* Exercise description
Format the listing from its first line through the line containing "(1043, 201)" as a numbered list, both ends included and blank lines omitted.

(A run of records)
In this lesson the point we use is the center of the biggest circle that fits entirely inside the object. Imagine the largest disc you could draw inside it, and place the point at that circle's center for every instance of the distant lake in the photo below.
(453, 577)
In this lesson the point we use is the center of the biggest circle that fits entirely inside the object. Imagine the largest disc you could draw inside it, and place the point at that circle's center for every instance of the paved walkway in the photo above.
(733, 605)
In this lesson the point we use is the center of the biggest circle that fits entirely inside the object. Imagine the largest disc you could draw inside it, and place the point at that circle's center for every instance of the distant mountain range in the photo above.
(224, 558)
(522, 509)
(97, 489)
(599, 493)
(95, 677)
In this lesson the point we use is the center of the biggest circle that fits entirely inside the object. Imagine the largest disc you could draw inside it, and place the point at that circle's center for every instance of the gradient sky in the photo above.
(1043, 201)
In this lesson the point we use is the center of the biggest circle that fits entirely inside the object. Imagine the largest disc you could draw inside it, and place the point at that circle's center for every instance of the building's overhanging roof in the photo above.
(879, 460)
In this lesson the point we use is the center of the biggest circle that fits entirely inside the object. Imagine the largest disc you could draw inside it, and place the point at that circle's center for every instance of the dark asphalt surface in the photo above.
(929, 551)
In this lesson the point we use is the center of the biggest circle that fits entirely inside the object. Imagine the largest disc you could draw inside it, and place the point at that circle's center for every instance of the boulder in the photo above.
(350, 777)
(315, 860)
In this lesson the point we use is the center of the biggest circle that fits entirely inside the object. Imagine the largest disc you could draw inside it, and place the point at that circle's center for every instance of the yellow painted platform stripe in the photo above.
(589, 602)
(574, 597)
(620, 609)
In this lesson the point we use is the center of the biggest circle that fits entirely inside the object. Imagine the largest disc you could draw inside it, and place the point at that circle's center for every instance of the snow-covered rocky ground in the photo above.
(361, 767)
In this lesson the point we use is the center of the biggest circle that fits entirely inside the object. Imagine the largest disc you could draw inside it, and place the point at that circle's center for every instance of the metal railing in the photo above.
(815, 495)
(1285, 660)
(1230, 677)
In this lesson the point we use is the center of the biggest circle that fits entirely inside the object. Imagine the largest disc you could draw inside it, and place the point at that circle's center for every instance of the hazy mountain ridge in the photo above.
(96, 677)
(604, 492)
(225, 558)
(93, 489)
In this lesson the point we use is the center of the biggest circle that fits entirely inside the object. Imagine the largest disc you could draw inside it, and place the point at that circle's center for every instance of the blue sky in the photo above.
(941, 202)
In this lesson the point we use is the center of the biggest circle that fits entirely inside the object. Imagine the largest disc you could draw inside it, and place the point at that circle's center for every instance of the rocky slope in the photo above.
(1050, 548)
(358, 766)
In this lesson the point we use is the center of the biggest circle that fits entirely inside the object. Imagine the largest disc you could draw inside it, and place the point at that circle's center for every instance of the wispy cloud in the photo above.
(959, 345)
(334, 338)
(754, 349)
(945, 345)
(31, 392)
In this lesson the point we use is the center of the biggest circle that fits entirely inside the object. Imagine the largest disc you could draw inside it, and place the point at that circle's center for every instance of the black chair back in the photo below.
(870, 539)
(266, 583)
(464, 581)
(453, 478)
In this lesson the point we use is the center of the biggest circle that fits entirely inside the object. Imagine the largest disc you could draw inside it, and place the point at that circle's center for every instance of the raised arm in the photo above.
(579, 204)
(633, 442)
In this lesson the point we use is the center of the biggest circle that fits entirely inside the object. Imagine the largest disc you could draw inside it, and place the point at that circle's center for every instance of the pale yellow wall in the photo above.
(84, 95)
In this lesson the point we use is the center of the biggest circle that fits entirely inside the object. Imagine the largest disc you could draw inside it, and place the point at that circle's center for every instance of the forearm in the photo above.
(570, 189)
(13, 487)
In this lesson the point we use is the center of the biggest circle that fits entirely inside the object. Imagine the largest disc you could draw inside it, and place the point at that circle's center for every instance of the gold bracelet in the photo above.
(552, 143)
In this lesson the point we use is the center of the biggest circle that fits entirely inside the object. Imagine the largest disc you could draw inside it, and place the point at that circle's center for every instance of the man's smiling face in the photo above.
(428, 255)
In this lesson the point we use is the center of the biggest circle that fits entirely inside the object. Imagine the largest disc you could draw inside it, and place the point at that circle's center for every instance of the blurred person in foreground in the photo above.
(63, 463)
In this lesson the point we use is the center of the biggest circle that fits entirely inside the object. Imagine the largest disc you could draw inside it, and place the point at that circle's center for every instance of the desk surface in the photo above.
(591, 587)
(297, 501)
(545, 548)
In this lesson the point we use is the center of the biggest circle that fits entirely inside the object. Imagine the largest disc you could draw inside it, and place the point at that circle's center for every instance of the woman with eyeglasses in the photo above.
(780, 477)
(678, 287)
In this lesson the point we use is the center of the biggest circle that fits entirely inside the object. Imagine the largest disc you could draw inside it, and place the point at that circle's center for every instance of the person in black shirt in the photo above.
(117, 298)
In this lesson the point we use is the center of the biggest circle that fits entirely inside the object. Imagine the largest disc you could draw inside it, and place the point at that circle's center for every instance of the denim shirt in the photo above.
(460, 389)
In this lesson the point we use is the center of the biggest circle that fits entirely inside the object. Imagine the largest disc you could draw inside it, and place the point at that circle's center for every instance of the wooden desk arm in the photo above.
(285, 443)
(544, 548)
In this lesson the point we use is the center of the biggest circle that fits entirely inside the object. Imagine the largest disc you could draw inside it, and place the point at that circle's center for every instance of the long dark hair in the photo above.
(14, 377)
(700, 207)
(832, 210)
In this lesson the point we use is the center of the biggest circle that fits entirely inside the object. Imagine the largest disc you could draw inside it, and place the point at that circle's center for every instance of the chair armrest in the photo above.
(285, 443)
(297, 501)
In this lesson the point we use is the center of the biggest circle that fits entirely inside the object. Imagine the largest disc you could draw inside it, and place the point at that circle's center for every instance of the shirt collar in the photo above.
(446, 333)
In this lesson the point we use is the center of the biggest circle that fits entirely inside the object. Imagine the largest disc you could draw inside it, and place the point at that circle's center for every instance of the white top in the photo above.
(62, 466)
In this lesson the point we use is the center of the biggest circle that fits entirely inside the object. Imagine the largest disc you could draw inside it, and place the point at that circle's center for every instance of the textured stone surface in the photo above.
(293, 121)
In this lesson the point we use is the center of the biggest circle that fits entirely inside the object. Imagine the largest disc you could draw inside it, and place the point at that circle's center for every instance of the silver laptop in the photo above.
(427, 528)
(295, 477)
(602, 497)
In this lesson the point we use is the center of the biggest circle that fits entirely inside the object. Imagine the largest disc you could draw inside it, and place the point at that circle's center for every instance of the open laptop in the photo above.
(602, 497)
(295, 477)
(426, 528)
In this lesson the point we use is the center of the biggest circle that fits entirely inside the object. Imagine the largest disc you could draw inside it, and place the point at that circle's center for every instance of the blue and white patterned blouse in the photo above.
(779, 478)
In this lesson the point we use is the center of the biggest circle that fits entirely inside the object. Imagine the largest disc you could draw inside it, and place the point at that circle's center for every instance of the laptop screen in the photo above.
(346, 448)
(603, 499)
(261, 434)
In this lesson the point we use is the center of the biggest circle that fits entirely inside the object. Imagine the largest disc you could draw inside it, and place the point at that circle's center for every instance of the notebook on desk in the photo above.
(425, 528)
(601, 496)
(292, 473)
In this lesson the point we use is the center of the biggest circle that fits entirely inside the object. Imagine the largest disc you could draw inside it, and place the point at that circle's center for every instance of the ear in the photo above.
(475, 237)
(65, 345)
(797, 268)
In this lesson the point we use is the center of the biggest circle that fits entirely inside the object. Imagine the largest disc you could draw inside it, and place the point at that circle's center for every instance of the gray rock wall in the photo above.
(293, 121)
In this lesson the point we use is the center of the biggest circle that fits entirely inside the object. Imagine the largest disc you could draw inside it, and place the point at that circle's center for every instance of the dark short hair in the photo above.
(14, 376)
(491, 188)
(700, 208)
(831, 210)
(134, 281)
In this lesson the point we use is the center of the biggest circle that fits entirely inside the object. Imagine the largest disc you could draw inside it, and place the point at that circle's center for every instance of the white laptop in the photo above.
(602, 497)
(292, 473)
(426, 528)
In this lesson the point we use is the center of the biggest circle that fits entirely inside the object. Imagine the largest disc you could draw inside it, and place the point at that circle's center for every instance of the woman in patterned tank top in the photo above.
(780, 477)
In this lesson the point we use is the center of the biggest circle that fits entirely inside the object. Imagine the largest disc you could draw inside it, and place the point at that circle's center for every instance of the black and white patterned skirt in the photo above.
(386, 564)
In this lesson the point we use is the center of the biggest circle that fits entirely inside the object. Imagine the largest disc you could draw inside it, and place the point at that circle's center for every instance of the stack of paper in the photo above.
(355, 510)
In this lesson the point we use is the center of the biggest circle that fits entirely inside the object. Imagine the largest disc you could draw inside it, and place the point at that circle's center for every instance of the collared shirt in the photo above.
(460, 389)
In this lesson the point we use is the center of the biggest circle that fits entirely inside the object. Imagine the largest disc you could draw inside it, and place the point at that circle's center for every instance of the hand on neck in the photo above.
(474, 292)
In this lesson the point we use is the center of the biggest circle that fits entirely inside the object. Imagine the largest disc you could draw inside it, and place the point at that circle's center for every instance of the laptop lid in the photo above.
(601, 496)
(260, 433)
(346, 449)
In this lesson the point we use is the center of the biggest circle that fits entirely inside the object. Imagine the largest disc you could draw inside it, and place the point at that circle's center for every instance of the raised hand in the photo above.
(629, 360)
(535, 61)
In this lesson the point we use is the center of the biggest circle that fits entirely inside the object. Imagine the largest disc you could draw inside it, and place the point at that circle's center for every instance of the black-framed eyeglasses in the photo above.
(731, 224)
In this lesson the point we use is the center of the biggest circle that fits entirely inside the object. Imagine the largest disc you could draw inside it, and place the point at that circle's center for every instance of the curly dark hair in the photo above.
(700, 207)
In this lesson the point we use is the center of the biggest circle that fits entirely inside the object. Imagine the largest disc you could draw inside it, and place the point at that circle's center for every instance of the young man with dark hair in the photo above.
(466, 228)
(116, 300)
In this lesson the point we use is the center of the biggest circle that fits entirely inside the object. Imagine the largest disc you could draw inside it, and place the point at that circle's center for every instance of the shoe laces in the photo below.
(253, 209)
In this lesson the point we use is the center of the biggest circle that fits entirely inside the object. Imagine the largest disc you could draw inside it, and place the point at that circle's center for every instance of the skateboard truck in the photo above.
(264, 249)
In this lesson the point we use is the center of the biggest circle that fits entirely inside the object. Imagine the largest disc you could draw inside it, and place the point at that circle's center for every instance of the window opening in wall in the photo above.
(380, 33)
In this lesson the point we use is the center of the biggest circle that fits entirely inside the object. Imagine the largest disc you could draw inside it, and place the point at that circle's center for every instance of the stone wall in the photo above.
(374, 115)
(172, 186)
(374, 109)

* Solution below
1. In this lesson the point we use is the center of the biggest circle that fits entirely inside the object. Imagine the largest disc you could draw inside it, and place the point at that circle's center for every instance of the distant lake in the photo below.
2. (453, 577)
3. In this lesson the point we use is the center of the biggest circle that fits entirely inside the object. Imagine the largest disc you could draw inside it, and place the point at that circle's center for every instance of the paved walkway in the photo above.
4. (733, 605)
5. In this lesson the point we use is the center of the biggest circle that fits entirely inside the object. Imagine the largest disc you could draw inside it, and place the point at that circle's center for every instance of the distant mountain range in the photo above.
6. (224, 558)
7. (522, 509)
8. (97, 489)
9. (599, 493)
10. (95, 677)
11. In this lesson the point we use is the center of the biggest circle that fits entirely inside the object. Imagine the largest disc you could draw inside it, and place the point at that circle's center for every instance of the gradient sky in the photo above.
12. (1043, 201)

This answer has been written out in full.